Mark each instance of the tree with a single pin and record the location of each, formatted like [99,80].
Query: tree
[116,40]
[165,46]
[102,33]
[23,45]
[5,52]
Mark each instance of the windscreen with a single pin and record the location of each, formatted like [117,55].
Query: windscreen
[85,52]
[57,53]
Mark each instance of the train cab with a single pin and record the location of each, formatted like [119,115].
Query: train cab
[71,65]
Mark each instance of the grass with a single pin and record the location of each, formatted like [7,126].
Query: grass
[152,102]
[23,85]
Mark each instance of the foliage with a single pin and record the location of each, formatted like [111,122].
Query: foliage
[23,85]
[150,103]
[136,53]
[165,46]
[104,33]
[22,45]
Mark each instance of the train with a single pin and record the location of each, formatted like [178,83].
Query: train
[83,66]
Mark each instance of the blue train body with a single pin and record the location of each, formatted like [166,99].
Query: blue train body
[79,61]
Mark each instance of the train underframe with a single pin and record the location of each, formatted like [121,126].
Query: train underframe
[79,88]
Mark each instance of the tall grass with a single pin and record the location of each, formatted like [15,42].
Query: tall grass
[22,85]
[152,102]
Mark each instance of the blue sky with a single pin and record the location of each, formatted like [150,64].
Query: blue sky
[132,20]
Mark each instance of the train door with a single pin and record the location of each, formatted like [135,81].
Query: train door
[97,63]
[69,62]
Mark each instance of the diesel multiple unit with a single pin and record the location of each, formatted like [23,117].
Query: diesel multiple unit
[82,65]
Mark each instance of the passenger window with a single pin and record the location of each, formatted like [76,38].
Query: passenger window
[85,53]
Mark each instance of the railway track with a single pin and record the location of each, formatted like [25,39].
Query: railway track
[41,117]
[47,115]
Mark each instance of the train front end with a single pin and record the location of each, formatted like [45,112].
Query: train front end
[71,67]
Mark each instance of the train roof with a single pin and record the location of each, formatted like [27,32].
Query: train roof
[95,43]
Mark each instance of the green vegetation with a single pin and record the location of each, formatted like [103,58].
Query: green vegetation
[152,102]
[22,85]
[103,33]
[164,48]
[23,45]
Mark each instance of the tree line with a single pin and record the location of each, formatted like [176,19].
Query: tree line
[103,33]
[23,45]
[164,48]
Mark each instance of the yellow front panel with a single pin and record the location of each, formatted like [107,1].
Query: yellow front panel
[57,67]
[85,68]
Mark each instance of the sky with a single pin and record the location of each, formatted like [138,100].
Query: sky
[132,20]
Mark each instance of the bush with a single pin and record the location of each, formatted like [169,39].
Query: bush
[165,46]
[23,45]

## TASK BRIEF:
Using the entries above, please restate each one word for word.

## SOLUTION FOR THIS TASK:
Mark each instance of the tree with a single pin and record the location of each, formatted like [99,80].
Query: tree
[116,40]
[165,46]
[102,33]
[23,45]
[5,52]
Mark each instance of the windscreen with a single pin and record the location of each, formatted like [117,55].
Query: windscreen
[85,52]
[57,53]
Mark each instance of the train cab with a single pin and record the location of each, formatted like [119,115].
Query: train cab
[71,65]
Mark each instance of the grass with a single pin and record the location of each, formatted like [7,126].
Query: grass
[152,102]
[23,85]
Mark each instance of the foliage with a single pin and record the location of each, formatted like [111,122].
Query: foliage
[23,85]
[150,103]
[136,53]
[165,46]
[104,33]
[22,45]
Mark each instance of the train with a single pin and record the location of each, formatted like [178,83].
Query: train
[83,66]
Mark each instance of the blue train body with a single pin and record the location of each, formatted like [166,99].
Query: blue train body
[79,61]
Mark each instance of the train underframe with a single pin and record the location of each, formatted like [121,126].
Query: train underframe
[79,88]
Mark each instance of the tall grass with a single pin and record the location of each, formatted like [15,42].
Query: tall grass
[22,85]
[152,102]
Mark each instance of the blue sky with a single pin and record the location of each, formatted like [150,64].
Query: blue sky
[132,20]
Mark each instance of the train door with a single pin and record the location of each, formatted like [135,81].
Query: train door
[97,63]
[69,62]
Mark each instance of the diesel multiple unit with a single pin and record the location of each, formatted like [23,117].
Query: diesel multiple unit
[82,65]
Mark each instance of the passenger window with a single pin and record the location of each, formatted like [76,38].
Query: passenger window
[85,53]
Mark each instance of the railway track with a single pin and record the location of each, formatted like [25,39].
Query: railway track
[41,117]
[47,115]
Mark each instance of the train front end with a single pin and record the location of each, formatted like [45,112].
Query: train front end
[71,67]
Mark each instance of the train roof with a single pin and record the location of each, formatted like [27,32].
Query: train roof
[95,43]
Mark each instance of the green vegetation with a single pin and record the location of each, formatted like [103,58].
Query: green vegetation
[152,102]
[22,85]
[103,33]
[164,48]
[23,45]
Mark each instance of the tree line with a single pin and record the location of each, formatted like [176,19].
Query: tree line
[103,33]
[23,45]
[164,48]
Mark each instance of the yellow front panel with a single pin and record the location of each, formatted like [107,1].
Query: yellow front panel
[57,67]
[85,68]
Mark each instance of the sky with a single pin and record the location of each, formatted like [138,100].
Query: sky
[132,20]
Mark each instance of the bush with a single pin and record the location of each, formatted like [169,39].
Query: bush
[165,46]
[23,45]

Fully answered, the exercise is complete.